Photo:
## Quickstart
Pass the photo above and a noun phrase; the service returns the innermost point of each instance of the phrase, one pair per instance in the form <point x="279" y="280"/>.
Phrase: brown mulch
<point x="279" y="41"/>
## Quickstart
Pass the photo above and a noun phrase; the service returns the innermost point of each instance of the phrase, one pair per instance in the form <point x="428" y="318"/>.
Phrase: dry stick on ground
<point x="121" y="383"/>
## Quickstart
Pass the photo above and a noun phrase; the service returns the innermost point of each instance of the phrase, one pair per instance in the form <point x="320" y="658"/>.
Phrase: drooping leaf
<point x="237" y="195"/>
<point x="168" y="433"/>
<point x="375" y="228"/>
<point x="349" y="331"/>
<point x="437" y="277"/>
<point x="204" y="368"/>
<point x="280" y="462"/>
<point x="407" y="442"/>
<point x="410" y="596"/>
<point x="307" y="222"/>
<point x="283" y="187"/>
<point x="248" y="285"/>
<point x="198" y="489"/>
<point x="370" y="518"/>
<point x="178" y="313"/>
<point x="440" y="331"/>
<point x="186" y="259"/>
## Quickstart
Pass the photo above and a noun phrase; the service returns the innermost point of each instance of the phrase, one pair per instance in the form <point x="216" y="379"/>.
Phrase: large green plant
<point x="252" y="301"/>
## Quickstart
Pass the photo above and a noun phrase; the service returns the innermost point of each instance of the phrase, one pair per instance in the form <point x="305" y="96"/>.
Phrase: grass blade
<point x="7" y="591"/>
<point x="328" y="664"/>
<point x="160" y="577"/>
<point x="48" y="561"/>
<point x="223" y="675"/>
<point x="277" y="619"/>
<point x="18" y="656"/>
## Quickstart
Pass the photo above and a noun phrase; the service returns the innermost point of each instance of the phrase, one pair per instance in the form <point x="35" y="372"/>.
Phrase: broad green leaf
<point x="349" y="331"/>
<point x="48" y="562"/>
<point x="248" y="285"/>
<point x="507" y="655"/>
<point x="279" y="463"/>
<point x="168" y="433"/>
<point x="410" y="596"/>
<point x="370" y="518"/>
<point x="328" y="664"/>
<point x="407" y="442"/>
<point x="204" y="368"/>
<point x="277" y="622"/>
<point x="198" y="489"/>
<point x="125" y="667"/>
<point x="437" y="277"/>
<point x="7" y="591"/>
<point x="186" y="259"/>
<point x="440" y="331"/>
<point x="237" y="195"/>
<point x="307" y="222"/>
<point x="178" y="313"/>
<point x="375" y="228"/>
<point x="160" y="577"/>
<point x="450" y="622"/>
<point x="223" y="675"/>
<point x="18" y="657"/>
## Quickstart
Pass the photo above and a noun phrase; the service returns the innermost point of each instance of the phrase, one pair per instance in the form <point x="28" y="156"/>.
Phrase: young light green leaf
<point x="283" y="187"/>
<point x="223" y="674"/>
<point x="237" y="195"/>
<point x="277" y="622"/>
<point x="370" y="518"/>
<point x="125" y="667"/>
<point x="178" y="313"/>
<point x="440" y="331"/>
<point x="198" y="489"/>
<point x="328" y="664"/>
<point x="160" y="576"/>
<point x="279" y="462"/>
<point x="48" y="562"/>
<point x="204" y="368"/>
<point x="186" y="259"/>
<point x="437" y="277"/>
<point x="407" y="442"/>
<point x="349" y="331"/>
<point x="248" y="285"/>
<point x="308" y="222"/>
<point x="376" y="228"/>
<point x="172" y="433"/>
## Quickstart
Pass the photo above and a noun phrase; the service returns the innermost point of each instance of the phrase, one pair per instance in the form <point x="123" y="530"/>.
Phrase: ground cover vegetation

※

→ **TASK TO COMPLETE**
From the entries above, pick out and copy every line that contains the word "ground".

→ **RESPONSE TO THIS TASK**
Phrase: dry stick on ground
Phrase: ground cover vegetation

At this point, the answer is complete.